What the exercise asks:
Everything from the line holding "the bare arm." through the last line below must be repeated exactly, and nothing else.

Dataset:
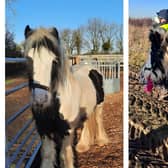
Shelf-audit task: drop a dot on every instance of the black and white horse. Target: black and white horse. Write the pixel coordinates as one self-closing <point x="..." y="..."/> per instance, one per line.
<point x="156" y="67"/>
<point x="61" y="98"/>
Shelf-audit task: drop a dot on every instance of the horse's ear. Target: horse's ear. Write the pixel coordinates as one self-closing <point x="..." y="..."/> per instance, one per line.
<point x="27" y="31"/>
<point x="54" y="32"/>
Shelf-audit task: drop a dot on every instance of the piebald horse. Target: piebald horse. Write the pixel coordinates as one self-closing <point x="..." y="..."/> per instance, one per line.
<point x="62" y="99"/>
<point x="156" y="66"/>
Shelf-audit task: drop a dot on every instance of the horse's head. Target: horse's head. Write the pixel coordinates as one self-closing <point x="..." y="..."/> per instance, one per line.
<point x="156" y="67"/>
<point x="43" y="52"/>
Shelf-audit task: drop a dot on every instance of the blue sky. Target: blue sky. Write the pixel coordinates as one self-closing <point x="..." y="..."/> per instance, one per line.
<point x="62" y="13"/>
<point x="146" y="8"/>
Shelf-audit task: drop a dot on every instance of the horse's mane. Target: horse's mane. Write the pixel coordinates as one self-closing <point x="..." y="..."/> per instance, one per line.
<point x="42" y="38"/>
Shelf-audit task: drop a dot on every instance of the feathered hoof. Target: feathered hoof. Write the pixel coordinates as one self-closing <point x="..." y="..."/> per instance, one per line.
<point x="82" y="148"/>
<point x="102" y="142"/>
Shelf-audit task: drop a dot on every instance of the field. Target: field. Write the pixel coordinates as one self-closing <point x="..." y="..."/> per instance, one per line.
<point x="148" y="116"/>
<point x="110" y="156"/>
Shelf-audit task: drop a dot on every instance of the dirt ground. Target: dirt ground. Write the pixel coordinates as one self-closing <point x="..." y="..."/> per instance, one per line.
<point x="110" y="156"/>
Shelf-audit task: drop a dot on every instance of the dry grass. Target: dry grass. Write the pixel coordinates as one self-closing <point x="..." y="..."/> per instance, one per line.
<point x="138" y="45"/>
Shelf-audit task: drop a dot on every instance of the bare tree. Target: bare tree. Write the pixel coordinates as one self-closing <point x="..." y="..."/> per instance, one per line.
<point x="78" y="40"/>
<point x="92" y="36"/>
<point x="119" y="39"/>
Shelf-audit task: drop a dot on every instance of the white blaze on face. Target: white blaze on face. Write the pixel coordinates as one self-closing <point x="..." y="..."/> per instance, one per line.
<point x="42" y="65"/>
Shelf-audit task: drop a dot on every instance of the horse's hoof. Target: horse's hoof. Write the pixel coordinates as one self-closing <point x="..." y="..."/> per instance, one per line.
<point x="82" y="148"/>
<point x="102" y="142"/>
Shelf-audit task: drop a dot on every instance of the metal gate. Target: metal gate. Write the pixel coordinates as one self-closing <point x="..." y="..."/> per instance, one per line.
<point x="23" y="142"/>
<point x="110" y="69"/>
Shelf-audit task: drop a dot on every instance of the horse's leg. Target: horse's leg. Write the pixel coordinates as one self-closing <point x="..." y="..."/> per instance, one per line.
<point x="67" y="156"/>
<point x="87" y="134"/>
<point x="48" y="153"/>
<point x="101" y="136"/>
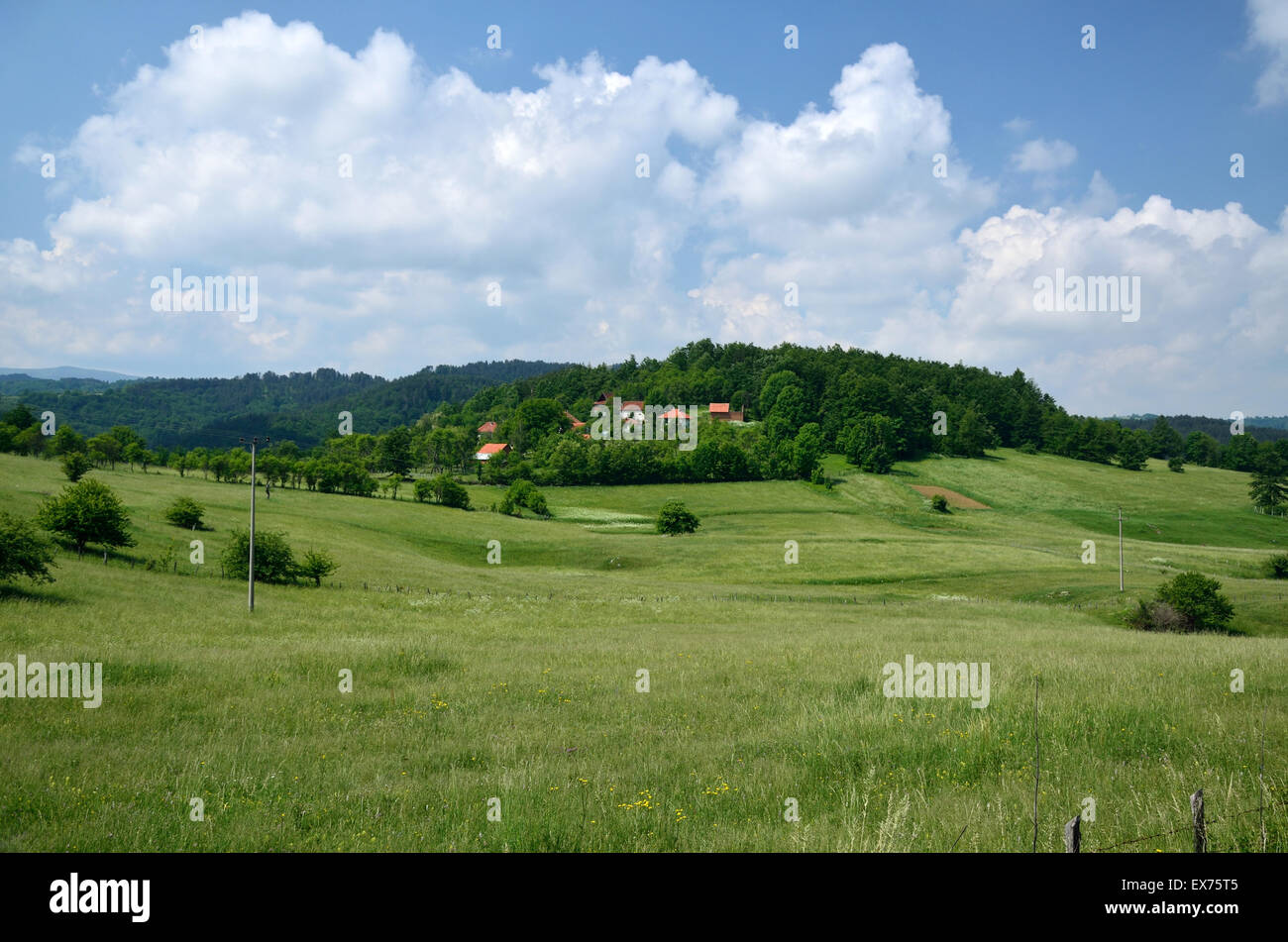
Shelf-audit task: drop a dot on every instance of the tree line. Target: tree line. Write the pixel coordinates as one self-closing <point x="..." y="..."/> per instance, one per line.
<point x="800" y="404"/>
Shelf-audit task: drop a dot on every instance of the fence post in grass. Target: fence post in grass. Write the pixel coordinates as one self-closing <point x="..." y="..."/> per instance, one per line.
<point x="1199" y="826"/>
<point x="1037" y="765"/>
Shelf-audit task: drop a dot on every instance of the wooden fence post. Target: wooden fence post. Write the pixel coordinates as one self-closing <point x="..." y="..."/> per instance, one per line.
<point x="1199" y="828"/>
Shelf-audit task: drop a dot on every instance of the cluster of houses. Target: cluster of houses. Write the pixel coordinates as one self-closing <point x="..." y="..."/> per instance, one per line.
<point x="631" y="412"/>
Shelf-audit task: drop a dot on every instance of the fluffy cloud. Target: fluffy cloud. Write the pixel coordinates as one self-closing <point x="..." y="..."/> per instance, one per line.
<point x="230" y="158"/>
<point x="1210" y="309"/>
<point x="1043" y="156"/>
<point x="1269" y="31"/>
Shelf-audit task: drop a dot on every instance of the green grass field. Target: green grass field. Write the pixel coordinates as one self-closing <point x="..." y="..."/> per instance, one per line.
<point x="518" y="680"/>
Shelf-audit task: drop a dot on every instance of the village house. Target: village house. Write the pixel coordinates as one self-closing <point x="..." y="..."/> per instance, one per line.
<point x="720" y="413"/>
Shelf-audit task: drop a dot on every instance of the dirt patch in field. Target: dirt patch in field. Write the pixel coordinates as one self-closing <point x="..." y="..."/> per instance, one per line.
<point x="953" y="498"/>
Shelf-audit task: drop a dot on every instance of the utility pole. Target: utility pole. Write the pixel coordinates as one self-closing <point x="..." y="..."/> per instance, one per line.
<point x="1120" y="549"/>
<point x="250" y="567"/>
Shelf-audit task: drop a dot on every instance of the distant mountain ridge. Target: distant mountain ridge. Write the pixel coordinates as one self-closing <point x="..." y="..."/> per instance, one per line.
<point x="67" y="373"/>
<point x="300" y="407"/>
<point x="1261" y="427"/>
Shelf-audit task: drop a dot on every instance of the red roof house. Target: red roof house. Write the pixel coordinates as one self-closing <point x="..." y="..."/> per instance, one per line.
<point x="720" y="413"/>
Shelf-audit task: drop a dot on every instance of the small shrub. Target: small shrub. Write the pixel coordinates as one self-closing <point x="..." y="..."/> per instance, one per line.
<point x="523" y="493"/>
<point x="76" y="466"/>
<point x="163" y="562"/>
<point x="273" y="558"/>
<point x="445" y="490"/>
<point x="86" y="512"/>
<point x="1188" y="602"/>
<point x="675" y="517"/>
<point x="1276" y="567"/>
<point x="1158" y="616"/>
<point x="185" y="512"/>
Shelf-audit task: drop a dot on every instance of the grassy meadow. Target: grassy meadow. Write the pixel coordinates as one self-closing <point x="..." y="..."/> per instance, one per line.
<point x="518" y="680"/>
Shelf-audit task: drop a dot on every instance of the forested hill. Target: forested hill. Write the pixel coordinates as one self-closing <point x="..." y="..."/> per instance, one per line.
<point x="300" y="407"/>
<point x="1262" y="427"/>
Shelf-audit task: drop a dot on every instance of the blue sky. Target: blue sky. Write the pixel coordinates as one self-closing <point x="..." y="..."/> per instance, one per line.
<point x="217" y="164"/>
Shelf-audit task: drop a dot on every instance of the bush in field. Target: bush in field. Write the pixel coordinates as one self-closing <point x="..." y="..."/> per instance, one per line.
<point x="445" y="490"/>
<point x="523" y="494"/>
<point x="1188" y="602"/>
<point x="273" y="558"/>
<point x="184" y="512"/>
<point x="317" y="564"/>
<point x="22" y="551"/>
<point x="76" y="466"/>
<point x="675" y="517"/>
<point x="86" y="512"/>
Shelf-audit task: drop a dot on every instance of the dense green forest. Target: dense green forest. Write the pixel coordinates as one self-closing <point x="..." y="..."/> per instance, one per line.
<point x="799" y="404"/>
<point x="1265" y="427"/>
<point x="214" y="412"/>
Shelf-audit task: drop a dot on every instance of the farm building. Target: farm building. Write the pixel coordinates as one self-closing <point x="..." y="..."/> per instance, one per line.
<point x="720" y="413"/>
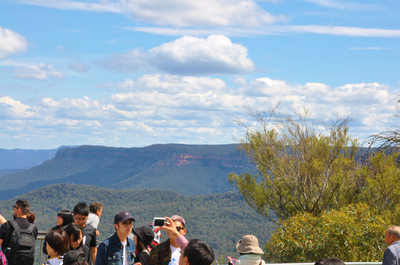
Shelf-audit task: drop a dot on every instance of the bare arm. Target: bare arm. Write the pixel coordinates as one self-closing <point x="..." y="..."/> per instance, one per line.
<point x="2" y="219"/>
<point x="93" y="253"/>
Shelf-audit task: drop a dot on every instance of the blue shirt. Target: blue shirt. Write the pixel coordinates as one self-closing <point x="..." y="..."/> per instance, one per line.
<point x="110" y="251"/>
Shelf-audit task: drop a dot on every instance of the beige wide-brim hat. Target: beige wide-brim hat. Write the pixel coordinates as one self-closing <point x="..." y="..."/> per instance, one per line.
<point x="249" y="245"/>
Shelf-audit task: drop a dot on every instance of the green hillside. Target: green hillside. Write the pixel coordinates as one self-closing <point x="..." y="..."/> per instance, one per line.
<point x="187" y="169"/>
<point x="219" y="219"/>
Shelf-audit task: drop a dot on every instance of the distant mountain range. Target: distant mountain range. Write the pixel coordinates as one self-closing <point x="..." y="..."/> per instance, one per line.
<point x="219" y="219"/>
<point x="186" y="169"/>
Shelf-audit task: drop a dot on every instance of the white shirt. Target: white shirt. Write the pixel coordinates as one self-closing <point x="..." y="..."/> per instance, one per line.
<point x="124" y="257"/>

In response:
Shelf-audit task: drop a dot on every instance of the bare arm. Target: bare arm. Write the pixel coordinates as one self-closing <point x="..." y="..."/> per instance, one per line.
<point x="2" y="219"/>
<point x="93" y="253"/>
Shelf-audit task: drop a dot on every instance of the blue shirt. Target: blue shirt. Write the pixel coordinates as one self-closing <point x="..." y="..."/> per instance, one per line.
<point x="110" y="251"/>
Shelf-audit task: drop a dot on every instance of the beige wide-brim hat. Target: beige wide-brim hat. Write the pixel coordinates as one self-closing <point x="..." y="..."/> per instance, one per line.
<point x="249" y="245"/>
Shelf-audit task: drop a dot on every instance of the green hillside. Target: green hillside. Write the pixel coordinates as one self-closing <point x="..." y="..."/> per instance, one per line.
<point x="187" y="169"/>
<point x="219" y="219"/>
Shelf-audit task: drop a dot on every instance of the distant mountain range. Target: distant mountain range. Write the pixel coordinates as one self-closing <point x="..." y="..."/> per instance, one per line.
<point x="219" y="219"/>
<point x="186" y="169"/>
Shelf-audit task: drop a dot on every instance of the white shirt. Target: white shirt. Write the pixel coordinates as one self-closing <point x="..." y="..."/> per instance, one per line.
<point x="124" y="257"/>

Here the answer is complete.